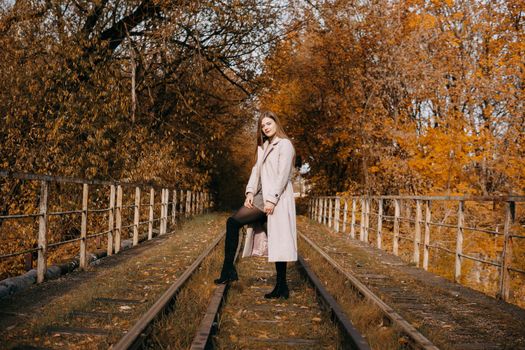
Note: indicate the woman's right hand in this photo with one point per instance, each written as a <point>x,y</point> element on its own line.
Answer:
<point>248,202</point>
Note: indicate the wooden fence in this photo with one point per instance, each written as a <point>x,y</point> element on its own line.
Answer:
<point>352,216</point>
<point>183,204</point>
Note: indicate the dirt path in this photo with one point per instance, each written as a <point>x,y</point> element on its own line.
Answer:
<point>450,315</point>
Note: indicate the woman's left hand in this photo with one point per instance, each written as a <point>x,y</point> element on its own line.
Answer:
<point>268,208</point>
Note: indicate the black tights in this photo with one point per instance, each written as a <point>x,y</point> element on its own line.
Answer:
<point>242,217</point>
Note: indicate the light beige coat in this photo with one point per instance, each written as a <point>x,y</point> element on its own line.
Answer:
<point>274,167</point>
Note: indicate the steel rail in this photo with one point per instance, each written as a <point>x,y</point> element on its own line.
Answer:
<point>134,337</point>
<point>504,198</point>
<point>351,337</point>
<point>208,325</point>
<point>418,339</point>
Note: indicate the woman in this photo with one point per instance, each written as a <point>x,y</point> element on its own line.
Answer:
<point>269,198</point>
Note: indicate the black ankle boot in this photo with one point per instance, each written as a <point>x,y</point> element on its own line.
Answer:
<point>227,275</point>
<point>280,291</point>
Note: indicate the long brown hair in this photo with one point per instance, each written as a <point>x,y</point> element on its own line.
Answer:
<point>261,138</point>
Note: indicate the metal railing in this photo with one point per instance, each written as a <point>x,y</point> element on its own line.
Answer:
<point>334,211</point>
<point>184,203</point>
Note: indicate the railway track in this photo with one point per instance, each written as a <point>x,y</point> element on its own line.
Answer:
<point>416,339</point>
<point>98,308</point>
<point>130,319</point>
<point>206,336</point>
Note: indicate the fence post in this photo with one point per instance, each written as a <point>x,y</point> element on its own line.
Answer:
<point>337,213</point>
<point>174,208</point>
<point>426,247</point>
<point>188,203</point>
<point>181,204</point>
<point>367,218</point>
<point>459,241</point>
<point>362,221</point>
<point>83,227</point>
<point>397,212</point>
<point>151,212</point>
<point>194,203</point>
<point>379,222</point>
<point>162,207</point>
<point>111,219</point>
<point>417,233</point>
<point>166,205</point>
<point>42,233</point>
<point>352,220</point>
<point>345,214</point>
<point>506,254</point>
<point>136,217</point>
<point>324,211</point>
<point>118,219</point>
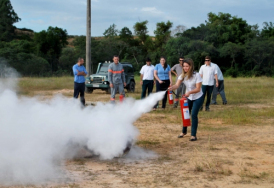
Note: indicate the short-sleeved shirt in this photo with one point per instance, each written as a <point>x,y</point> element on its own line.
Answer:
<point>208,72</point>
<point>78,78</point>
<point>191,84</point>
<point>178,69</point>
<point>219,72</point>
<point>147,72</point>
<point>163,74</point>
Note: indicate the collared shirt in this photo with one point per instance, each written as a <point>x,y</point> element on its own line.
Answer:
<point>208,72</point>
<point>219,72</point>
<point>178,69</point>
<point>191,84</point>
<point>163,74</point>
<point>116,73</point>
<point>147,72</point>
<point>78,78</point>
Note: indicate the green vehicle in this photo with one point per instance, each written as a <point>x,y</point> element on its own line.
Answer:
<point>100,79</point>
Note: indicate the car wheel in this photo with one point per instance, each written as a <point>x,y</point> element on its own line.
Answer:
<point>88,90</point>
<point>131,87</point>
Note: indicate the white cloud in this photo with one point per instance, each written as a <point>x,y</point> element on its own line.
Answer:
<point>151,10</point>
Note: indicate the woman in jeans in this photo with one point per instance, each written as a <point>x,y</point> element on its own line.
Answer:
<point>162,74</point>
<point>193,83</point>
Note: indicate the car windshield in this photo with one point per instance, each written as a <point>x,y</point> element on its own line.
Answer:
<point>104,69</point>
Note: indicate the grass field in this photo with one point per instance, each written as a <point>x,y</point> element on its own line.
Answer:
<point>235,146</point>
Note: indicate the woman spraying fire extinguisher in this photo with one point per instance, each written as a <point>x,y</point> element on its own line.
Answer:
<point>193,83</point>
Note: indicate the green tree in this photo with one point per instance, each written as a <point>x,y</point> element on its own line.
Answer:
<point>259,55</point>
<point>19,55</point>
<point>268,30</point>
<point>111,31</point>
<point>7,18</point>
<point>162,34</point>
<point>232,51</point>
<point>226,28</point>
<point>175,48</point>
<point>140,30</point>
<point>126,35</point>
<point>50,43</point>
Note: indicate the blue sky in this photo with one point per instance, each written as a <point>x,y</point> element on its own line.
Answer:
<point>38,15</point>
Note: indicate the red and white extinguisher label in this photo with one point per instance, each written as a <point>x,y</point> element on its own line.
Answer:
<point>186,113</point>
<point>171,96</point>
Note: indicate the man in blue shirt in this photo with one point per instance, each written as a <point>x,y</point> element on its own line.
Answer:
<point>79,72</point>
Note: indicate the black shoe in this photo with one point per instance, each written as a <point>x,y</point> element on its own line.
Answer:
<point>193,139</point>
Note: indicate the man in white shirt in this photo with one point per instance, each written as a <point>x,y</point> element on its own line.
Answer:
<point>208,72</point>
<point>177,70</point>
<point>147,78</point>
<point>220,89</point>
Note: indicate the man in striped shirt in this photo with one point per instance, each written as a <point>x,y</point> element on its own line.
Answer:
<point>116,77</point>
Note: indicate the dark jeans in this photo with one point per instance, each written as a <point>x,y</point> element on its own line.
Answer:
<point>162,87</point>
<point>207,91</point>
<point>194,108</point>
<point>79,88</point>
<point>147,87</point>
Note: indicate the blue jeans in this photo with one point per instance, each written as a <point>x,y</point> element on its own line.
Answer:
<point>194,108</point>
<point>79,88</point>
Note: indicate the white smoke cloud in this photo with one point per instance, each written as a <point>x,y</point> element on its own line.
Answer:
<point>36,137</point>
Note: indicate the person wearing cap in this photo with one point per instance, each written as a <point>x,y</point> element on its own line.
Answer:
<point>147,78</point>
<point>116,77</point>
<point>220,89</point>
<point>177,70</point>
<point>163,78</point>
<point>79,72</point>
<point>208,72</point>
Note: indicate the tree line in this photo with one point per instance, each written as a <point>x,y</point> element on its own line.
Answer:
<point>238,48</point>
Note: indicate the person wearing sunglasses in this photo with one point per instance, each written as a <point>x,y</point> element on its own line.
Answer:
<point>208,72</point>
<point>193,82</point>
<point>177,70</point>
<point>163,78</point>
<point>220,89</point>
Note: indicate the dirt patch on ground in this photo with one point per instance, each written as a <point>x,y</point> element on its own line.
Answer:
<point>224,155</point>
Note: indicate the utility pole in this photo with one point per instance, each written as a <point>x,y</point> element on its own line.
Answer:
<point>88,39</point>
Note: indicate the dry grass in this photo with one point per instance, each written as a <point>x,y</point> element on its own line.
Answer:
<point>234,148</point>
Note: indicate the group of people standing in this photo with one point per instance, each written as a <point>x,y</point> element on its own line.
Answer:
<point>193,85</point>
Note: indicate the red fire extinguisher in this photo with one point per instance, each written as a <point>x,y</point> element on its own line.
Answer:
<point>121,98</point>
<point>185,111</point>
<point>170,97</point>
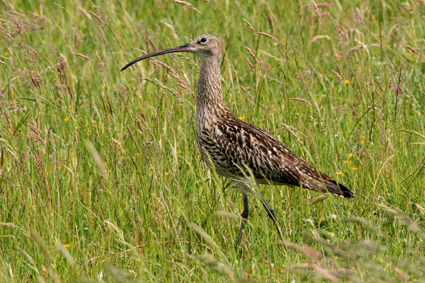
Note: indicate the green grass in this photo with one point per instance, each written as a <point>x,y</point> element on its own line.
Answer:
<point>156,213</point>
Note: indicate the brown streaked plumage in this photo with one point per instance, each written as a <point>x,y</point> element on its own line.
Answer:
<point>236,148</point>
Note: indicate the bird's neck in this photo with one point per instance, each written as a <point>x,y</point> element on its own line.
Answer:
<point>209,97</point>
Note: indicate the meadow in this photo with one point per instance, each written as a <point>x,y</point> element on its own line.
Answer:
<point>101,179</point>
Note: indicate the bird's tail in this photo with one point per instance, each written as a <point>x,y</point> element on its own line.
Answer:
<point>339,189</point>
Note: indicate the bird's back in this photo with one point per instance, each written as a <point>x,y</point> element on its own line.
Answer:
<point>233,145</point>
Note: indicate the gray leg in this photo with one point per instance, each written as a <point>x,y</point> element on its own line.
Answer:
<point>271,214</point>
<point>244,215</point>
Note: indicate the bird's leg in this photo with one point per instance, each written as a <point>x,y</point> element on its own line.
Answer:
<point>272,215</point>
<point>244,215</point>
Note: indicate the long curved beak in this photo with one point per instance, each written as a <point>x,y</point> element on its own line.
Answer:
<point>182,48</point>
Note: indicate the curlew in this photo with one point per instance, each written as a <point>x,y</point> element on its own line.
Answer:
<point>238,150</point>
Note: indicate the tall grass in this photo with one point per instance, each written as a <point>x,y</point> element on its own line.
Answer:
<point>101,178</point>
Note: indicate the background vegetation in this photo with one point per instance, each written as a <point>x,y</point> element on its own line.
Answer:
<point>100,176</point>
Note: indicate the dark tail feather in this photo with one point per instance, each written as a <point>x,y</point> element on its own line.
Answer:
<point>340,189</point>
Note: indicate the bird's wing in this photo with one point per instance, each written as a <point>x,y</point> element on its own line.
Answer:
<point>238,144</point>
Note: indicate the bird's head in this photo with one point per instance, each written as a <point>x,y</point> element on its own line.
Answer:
--
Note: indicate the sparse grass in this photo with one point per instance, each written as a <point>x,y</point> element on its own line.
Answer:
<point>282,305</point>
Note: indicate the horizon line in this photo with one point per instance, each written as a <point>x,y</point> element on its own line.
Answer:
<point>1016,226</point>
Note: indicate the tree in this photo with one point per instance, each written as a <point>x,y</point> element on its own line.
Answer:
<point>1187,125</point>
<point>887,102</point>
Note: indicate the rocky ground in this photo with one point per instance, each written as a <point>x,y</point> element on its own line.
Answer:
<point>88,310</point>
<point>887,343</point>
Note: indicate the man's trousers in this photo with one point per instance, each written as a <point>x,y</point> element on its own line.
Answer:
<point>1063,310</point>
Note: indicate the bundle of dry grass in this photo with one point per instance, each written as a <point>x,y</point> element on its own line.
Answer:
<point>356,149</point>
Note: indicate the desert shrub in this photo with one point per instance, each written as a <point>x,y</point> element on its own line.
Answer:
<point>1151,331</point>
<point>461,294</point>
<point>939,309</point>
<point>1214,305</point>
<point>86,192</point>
--
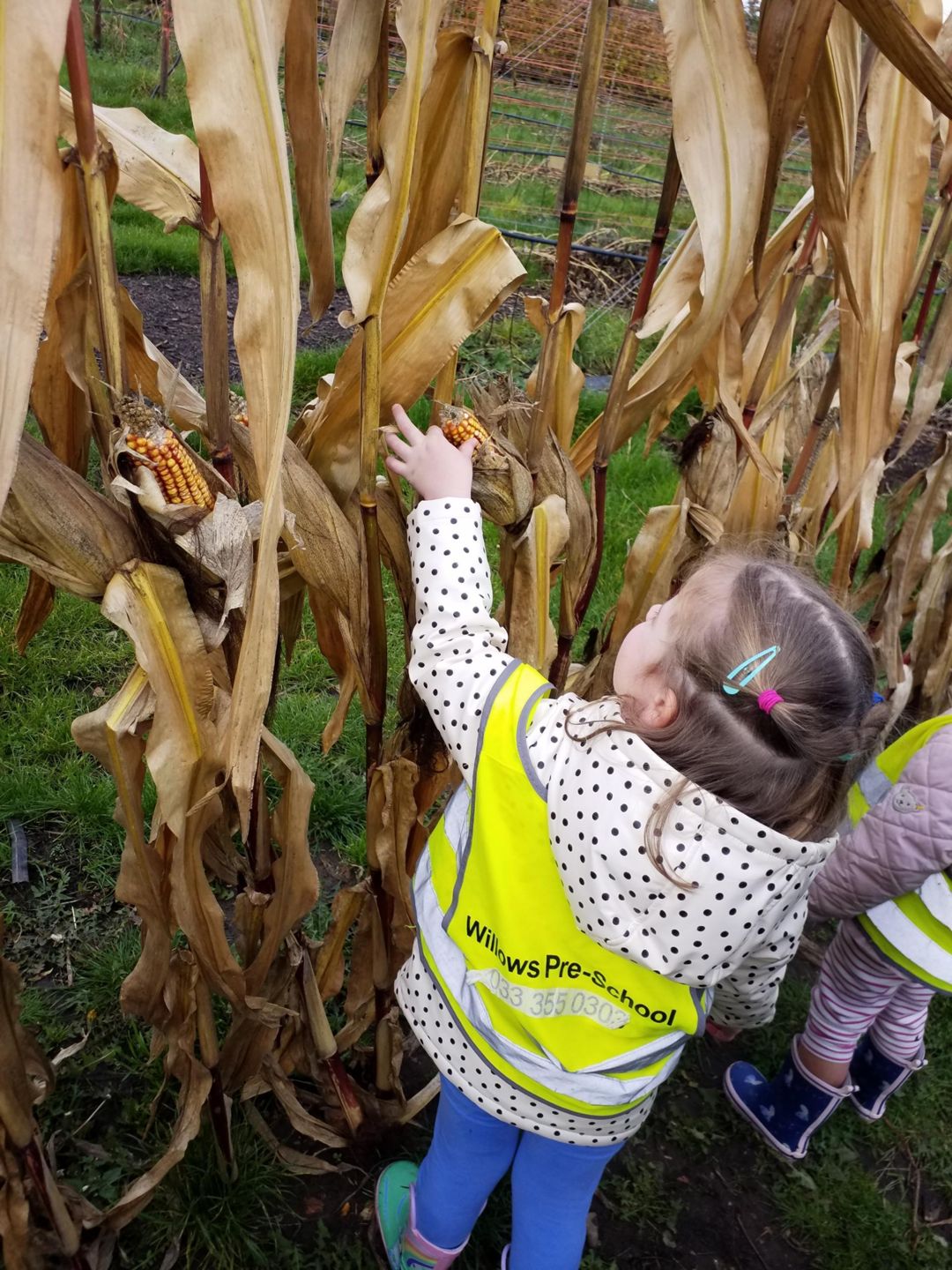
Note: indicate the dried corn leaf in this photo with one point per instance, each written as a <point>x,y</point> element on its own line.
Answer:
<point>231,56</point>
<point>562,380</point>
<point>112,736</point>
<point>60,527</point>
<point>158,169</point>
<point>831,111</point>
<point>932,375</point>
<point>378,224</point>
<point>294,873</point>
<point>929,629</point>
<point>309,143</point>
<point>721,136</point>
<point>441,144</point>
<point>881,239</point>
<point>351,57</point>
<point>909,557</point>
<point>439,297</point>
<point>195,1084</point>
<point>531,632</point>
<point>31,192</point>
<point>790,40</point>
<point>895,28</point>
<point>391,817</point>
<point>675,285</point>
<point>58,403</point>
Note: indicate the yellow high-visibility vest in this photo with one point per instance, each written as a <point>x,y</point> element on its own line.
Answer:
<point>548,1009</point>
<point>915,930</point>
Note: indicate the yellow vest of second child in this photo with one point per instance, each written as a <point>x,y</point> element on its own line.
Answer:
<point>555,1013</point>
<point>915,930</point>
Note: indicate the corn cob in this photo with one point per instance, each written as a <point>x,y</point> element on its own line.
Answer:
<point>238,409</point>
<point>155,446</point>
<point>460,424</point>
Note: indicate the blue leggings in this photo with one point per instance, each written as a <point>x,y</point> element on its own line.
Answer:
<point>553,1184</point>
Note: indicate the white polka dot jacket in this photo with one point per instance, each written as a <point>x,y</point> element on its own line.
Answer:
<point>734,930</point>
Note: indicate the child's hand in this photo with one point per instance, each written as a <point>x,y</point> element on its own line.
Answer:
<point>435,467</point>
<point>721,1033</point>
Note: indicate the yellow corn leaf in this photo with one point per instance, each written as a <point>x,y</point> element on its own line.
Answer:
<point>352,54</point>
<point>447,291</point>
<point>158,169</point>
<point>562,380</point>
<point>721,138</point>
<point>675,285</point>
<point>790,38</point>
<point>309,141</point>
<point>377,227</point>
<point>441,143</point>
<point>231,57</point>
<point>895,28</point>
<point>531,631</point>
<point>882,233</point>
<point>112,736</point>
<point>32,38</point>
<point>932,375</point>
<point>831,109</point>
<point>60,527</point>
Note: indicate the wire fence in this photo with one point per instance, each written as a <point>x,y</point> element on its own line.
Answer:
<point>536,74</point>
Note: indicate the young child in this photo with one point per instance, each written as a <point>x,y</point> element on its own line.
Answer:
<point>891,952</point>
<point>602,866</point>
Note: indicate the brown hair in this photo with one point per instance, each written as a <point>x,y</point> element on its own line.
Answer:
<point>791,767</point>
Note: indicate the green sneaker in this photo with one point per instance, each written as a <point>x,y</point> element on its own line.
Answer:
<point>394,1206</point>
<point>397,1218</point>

__EXERCISE DESCRIPTION__: Change "metal railing" to "steel railing" in the data from the line containing "Note: indicate the long brown" down to the line containing "<point>206,336</point>", both lines included. Give only those lines back, with nothing else altered.

__RESULT OF THE TASK__:
Note: indicate the long brown hair in this photo with one point per instance, each written as a <point>x,y</point> element on its own line.
Answer:
<point>261,138</point>
Note: indicate the steel railing in this photo with one point per instance, each written as a <point>x,y</point> element on its own line.
Answer:
<point>334,211</point>
<point>184,203</point>
Note: indicate the railway track in this photo with one point per instance, each written as a <point>x,y</point> element on its own line.
Answer:
<point>416,339</point>
<point>98,308</point>
<point>130,319</point>
<point>206,336</point>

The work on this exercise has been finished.